PROVIDED RECORDS:
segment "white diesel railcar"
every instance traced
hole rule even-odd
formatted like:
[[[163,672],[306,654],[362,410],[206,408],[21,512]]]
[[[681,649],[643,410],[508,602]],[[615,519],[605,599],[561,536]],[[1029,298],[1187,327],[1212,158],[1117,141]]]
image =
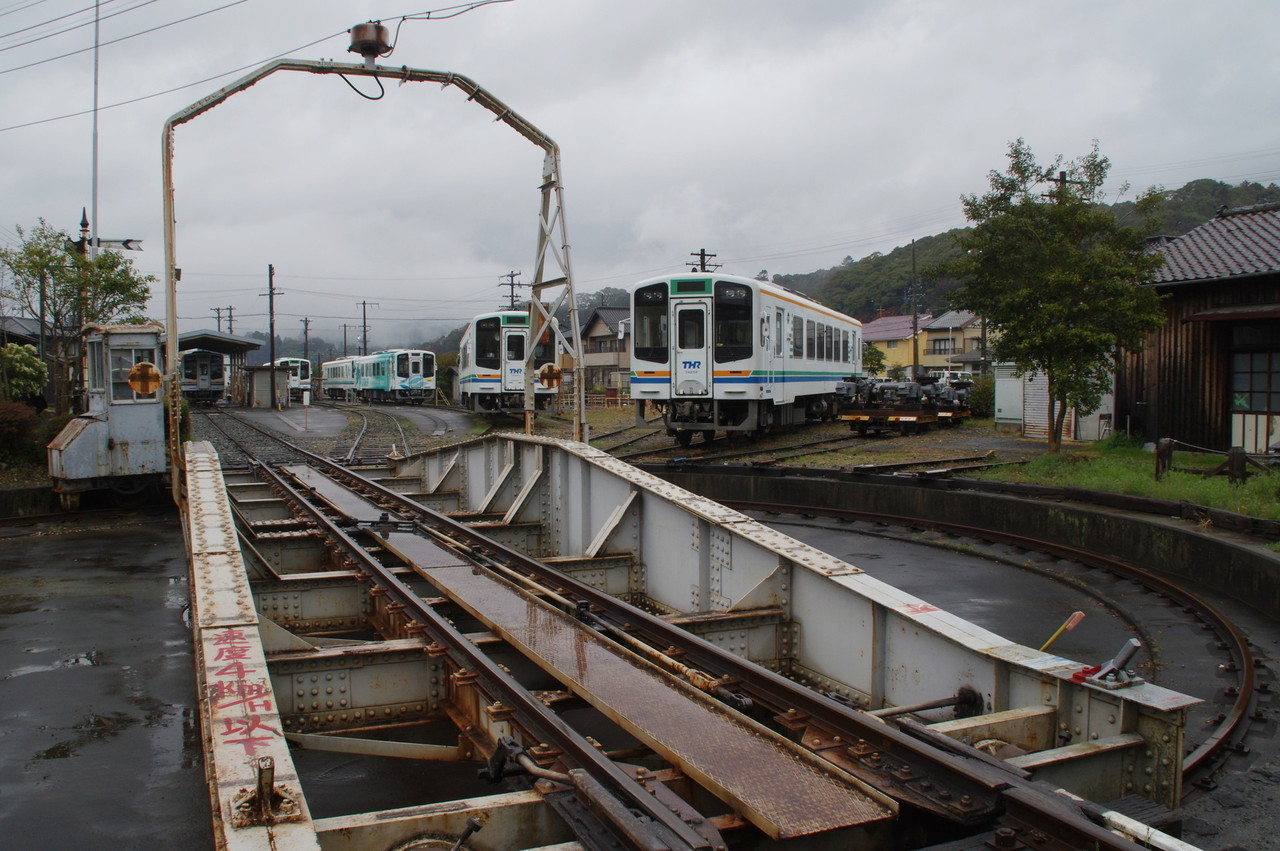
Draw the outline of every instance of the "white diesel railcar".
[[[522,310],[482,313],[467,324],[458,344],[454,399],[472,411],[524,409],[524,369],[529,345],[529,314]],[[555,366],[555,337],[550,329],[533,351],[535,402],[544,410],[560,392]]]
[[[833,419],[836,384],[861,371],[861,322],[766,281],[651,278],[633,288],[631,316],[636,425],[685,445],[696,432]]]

---

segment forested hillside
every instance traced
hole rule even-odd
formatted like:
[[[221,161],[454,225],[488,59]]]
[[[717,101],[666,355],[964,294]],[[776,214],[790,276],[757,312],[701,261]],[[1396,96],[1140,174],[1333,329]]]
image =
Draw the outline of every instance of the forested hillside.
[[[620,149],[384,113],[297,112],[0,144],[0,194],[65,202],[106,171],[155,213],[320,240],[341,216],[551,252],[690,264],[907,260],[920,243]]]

* * *

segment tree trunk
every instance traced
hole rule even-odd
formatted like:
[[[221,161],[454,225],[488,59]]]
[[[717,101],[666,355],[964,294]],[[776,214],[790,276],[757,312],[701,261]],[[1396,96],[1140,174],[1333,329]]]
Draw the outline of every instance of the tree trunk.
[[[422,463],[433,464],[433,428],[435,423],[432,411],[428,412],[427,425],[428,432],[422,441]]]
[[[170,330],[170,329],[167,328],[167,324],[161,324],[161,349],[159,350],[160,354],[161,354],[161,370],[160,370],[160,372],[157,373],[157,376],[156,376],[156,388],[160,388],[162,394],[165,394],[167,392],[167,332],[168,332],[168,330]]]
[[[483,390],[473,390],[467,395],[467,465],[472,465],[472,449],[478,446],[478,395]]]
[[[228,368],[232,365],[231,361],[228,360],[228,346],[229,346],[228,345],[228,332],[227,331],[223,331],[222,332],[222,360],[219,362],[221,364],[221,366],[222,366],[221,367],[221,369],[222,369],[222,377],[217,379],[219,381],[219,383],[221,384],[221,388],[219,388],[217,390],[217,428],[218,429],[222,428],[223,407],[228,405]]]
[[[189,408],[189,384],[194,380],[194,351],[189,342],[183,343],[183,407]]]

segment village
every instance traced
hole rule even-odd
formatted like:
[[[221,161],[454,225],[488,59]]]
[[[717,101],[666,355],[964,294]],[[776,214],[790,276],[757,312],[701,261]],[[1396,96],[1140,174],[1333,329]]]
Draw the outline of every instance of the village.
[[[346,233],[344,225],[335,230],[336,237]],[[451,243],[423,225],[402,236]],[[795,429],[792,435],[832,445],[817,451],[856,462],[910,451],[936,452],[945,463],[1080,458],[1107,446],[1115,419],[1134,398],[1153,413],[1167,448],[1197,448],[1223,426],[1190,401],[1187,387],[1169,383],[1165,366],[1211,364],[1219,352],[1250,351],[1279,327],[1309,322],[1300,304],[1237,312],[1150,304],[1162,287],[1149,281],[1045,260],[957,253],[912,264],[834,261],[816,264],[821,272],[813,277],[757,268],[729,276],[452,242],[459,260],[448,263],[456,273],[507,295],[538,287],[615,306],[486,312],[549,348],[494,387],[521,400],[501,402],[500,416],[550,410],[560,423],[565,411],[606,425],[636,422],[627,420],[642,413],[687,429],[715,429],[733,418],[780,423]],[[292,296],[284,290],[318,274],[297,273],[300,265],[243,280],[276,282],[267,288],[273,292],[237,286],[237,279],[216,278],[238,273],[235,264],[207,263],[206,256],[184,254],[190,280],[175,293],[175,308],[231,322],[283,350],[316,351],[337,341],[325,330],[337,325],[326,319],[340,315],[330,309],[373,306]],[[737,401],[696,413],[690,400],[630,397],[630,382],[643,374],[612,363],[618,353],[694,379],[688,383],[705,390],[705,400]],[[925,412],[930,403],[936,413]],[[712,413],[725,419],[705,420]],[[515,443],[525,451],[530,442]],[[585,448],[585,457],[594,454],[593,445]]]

EXERCISE OBJECTIVE:
Go through the lines above and copy any that contain "segment".

PROBLEM SOLUTION:
segment "white diesel railcar"
segment forested hillside
segment tree trunk
segment village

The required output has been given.